* PROBLEM REQUIREMENTS *
The part to set down runs from the first line of the data below through the line with "of the pine", inclusive; write it exactly and leave out the pictures.

....................

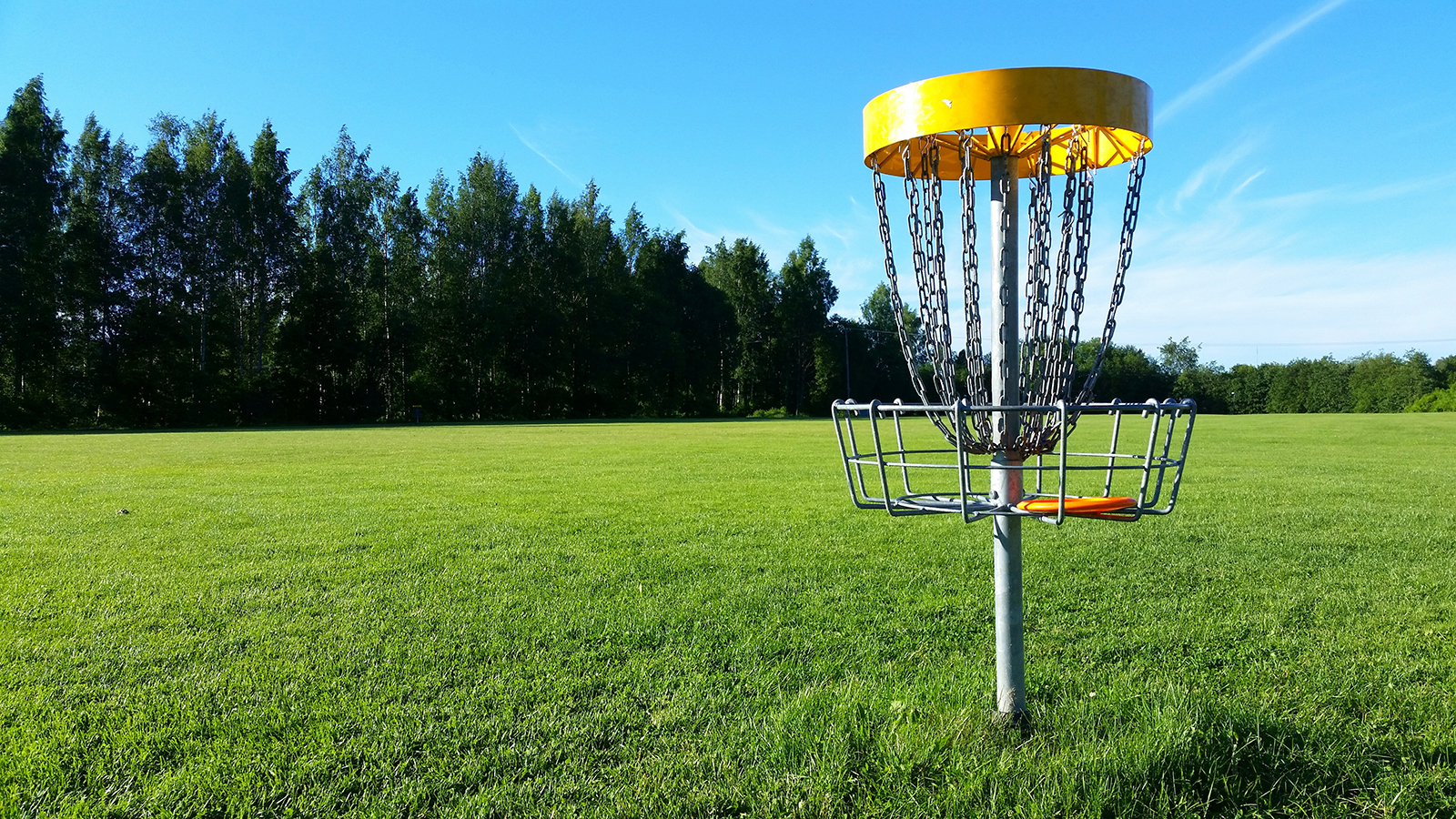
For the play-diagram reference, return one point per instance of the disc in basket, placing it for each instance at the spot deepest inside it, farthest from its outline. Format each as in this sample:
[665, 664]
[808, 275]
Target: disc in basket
[1077, 504]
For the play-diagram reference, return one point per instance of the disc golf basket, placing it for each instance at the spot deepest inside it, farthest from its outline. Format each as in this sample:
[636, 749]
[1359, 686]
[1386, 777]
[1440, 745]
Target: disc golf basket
[996, 440]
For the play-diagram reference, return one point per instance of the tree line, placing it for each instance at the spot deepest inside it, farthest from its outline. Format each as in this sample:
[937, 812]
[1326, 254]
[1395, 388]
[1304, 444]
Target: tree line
[1366, 383]
[200, 283]
[194, 281]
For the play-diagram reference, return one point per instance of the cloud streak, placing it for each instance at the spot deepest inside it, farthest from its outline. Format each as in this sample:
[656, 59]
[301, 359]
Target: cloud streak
[541, 153]
[1238, 66]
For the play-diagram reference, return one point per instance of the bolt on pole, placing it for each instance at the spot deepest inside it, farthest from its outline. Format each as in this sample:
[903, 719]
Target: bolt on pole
[1011, 690]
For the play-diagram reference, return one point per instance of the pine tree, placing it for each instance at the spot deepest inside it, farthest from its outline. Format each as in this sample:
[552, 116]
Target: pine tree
[805, 296]
[33, 189]
[742, 273]
[98, 267]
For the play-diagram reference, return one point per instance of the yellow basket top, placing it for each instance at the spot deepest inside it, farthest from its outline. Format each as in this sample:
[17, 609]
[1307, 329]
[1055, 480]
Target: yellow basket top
[1005, 113]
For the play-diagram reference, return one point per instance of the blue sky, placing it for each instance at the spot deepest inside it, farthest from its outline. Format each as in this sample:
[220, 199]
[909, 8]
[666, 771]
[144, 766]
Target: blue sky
[1299, 198]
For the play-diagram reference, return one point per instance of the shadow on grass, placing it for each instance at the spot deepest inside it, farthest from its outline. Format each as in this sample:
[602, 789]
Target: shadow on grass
[400, 426]
[1242, 765]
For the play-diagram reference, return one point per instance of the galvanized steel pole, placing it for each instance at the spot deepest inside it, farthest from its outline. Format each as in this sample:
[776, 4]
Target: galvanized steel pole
[1011, 690]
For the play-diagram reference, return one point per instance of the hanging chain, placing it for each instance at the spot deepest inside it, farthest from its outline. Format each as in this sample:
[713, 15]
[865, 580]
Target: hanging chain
[938, 318]
[1125, 258]
[1063, 346]
[895, 305]
[976, 387]
[1036, 317]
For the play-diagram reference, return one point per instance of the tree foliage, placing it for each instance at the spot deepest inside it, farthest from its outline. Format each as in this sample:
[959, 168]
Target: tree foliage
[189, 281]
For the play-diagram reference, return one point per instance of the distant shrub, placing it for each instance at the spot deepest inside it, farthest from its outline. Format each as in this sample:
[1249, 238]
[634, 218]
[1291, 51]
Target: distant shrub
[1436, 401]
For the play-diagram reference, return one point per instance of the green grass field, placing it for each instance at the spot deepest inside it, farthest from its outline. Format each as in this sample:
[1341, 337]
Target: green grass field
[691, 620]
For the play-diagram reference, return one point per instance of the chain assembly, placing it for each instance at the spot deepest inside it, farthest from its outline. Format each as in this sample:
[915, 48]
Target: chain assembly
[1056, 274]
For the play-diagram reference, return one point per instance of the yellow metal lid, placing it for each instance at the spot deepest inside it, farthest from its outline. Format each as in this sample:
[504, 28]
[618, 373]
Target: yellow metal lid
[1005, 113]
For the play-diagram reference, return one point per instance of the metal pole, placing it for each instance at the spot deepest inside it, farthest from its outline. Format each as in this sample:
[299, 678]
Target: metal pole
[1011, 688]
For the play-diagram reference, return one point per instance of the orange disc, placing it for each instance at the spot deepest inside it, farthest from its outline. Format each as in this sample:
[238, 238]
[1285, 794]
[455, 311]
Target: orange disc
[1077, 504]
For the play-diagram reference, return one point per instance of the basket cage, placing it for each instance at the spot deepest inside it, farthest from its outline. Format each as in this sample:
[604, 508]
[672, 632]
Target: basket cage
[915, 468]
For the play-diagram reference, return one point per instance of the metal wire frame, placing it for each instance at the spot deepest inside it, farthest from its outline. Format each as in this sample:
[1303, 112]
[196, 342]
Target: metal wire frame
[1158, 465]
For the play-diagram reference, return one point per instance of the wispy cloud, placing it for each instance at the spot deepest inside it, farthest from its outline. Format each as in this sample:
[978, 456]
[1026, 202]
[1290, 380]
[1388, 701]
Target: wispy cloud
[695, 235]
[1252, 56]
[1213, 169]
[541, 153]
[1312, 307]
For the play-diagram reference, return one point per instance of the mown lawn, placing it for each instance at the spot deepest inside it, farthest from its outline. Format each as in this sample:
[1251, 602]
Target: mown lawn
[689, 618]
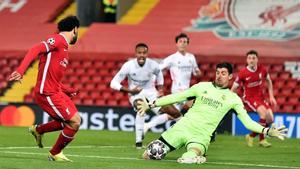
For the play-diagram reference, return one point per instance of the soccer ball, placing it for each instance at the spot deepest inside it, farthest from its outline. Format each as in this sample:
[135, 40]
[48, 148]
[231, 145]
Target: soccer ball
[156, 150]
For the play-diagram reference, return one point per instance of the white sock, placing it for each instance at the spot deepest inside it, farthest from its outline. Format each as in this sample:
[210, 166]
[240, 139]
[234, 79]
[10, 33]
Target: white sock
[157, 120]
[139, 128]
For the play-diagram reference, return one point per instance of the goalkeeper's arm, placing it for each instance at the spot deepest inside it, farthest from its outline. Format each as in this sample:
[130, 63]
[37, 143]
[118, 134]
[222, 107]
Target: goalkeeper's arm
[280, 132]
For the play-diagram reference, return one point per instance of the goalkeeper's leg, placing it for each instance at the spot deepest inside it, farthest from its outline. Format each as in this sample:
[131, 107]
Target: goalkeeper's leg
[194, 154]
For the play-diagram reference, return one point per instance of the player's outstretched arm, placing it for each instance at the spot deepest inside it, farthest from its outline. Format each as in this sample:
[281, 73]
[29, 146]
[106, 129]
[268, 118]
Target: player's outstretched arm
[143, 106]
[31, 55]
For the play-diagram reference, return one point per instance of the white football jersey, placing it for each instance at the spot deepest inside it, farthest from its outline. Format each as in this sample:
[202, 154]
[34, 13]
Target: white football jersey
[140, 76]
[181, 69]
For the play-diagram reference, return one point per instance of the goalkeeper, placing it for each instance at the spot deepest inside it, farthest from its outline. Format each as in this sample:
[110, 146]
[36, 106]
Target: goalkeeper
[212, 101]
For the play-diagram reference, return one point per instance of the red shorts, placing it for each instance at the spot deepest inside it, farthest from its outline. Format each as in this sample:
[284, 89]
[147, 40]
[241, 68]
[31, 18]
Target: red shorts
[254, 102]
[59, 106]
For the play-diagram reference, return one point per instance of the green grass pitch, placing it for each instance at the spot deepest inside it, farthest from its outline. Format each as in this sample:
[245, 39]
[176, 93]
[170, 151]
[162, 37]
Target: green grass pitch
[108, 149]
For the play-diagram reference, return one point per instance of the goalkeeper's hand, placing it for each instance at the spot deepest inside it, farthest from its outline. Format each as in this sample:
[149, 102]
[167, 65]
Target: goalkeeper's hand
[143, 106]
[279, 132]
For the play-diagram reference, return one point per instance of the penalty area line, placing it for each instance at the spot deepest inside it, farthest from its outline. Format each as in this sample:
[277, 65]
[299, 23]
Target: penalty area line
[138, 159]
[69, 147]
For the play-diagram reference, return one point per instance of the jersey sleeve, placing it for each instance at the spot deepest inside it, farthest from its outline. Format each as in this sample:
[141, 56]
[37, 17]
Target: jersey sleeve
[177, 97]
[195, 65]
[265, 72]
[244, 117]
[119, 77]
[51, 43]
[31, 55]
[239, 79]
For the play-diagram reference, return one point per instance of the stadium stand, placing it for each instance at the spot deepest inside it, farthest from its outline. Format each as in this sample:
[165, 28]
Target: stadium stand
[105, 47]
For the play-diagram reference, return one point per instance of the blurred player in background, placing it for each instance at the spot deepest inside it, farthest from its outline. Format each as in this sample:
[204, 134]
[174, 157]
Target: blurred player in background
[50, 94]
[182, 65]
[212, 102]
[140, 73]
[252, 79]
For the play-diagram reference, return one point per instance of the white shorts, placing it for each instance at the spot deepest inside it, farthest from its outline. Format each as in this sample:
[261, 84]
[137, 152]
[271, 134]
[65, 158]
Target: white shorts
[180, 105]
[150, 94]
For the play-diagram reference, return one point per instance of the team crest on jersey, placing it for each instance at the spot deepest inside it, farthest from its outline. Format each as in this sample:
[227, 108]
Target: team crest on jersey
[223, 97]
[64, 62]
[276, 20]
[51, 41]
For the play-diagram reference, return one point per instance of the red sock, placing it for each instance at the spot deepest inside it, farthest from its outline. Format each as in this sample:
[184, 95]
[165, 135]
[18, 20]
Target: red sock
[253, 134]
[263, 123]
[50, 126]
[65, 137]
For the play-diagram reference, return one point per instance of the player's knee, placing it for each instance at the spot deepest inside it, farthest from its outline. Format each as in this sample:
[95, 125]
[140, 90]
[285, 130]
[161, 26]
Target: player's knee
[75, 121]
[156, 150]
[135, 103]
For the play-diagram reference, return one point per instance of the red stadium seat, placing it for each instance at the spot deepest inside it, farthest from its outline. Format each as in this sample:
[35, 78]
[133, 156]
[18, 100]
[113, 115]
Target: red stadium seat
[204, 67]
[277, 68]
[88, 101]
[100, 102]
[285, 75]
[286, 91]
[273, 75]
[297, 108]
[125, 103]
[278, 83]
[281, 99]
[112, 103]
[293, 99]
[288, 108]
[77, 101]
[297, 91]
[291, 83]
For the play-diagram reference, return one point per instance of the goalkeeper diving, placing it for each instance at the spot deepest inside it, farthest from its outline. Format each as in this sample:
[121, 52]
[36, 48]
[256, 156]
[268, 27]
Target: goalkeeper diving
[213, 100]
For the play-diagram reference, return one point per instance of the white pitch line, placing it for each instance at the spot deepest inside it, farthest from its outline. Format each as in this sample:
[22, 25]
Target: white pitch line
[69, 147]
[130, 158]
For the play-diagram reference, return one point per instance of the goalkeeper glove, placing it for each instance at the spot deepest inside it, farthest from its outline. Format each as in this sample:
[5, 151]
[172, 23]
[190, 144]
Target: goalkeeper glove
[279, 132]
[143, 106]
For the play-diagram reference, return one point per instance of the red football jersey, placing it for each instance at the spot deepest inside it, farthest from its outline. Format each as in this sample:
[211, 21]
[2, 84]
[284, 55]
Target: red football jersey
[252, 81]
[53, 56]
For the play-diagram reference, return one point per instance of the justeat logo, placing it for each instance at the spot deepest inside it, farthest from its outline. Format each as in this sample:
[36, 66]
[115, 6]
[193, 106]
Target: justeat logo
[276, 20]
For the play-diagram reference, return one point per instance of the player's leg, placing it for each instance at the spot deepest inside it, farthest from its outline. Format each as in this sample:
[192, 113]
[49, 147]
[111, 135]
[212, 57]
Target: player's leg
[263, 112]
[38, 130]
[252, 104]
[68, 113]
[139, 127]
[194, 154]
[157, 150]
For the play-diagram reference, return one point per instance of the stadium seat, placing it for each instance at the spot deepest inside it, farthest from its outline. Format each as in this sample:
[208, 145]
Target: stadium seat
[277, 68]
[112, 102]
[100, 102]
[293, 99]
[284, 75]
[286, 91]
[88, 101]
[291, 83]
[281, 99]
[125, 103]
[288, 108]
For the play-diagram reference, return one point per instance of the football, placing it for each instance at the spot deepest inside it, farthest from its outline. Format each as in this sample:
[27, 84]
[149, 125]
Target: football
[156, 150]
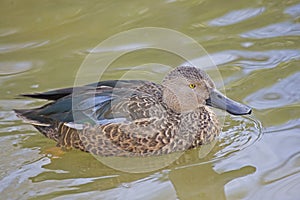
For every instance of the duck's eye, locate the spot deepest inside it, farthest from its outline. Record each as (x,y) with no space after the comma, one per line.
(192,86)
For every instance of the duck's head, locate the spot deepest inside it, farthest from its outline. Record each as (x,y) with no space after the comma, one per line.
(187,88)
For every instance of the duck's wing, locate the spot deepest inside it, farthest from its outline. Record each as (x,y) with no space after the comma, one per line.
(106,102)
(60,93)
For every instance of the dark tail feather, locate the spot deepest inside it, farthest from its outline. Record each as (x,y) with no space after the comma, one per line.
(51,95)
(29,116)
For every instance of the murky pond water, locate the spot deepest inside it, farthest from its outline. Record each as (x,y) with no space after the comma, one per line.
(256,47)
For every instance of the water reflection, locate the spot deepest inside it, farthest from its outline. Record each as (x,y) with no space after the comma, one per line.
(281,93)
(274,30)
(236,16)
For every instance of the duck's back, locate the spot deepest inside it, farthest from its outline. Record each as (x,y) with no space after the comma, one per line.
(117,112)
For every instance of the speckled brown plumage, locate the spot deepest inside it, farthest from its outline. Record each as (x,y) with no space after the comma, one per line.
(131,118)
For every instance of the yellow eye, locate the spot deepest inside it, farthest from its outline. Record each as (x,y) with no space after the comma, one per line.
(192,86)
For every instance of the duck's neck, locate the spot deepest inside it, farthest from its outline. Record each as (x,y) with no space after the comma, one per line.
(198,127)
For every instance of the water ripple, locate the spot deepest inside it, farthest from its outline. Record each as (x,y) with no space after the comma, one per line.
(274,30)
(236,16)
(280,94)
(7,48)
(10,68)
(293,10)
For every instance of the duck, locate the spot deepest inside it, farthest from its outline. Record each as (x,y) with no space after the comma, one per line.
(134,117)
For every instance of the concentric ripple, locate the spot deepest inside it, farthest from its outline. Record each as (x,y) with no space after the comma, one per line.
(238,133)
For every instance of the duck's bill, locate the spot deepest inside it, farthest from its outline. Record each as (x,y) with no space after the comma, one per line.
(218,100)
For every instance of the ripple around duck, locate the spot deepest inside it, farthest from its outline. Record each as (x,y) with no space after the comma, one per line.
(236,16)
(238,133)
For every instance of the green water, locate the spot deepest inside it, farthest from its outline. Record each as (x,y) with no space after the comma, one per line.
(256,47)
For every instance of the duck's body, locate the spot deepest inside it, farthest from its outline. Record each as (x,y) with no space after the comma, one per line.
(132,118)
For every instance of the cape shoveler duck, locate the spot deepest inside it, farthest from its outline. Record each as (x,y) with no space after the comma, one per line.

....................

* ANSWER AREA *
For the play-diagram reference, return one point per instance of the disc in basket, placing it for each instance at the spot deepest inside it, farthest from its outline. Format each as in this sample:
[665, 664]
[808, 275]
Target: disc in basket
[1077, 504]
For the play-diagram reference, return one point per instance of the disc golf basket, placing it for each instance at the spot deepest inside it, farthest from its outline. Format each as in this sample:
[636, 749]
[1359, 686]
[1386, 777]
[1440, 745]
Target: disc golf basket
[996, 440]
For the play-diagram reference, return one point per instance of the tree line, placing it for each instance at the spot deepest inside it, farthest from its outline. Format each as in this sample:
[937, 812]
[1326, 254]
[1395, 388]
[1304, 444]
Target: tree line
[1366, 383]
[200, 283]
[194, 281]
For the play-diagram reference, return one point per instance of the cloud streak, placing it for each instance at the spot deepest inside it, farthest from its outline. Format each as in this sample:
[656, 59]
[301, 359]
Target: cloud streak
[541, 153]
[1238, 66]
For the play-diagram reference, return one point per instance of the bolt on pole, placing it for each instance at the spot deepest inside it, farthest from its outline. Format each as in this sample:
[903, 719]
Target: bolt on pole
[1011, 690]
For the play-diagram reference, return one point per instance of the pine tree, placing it for each instance at the spot deepest inside it, farthest from its outline. Format each as in this sample:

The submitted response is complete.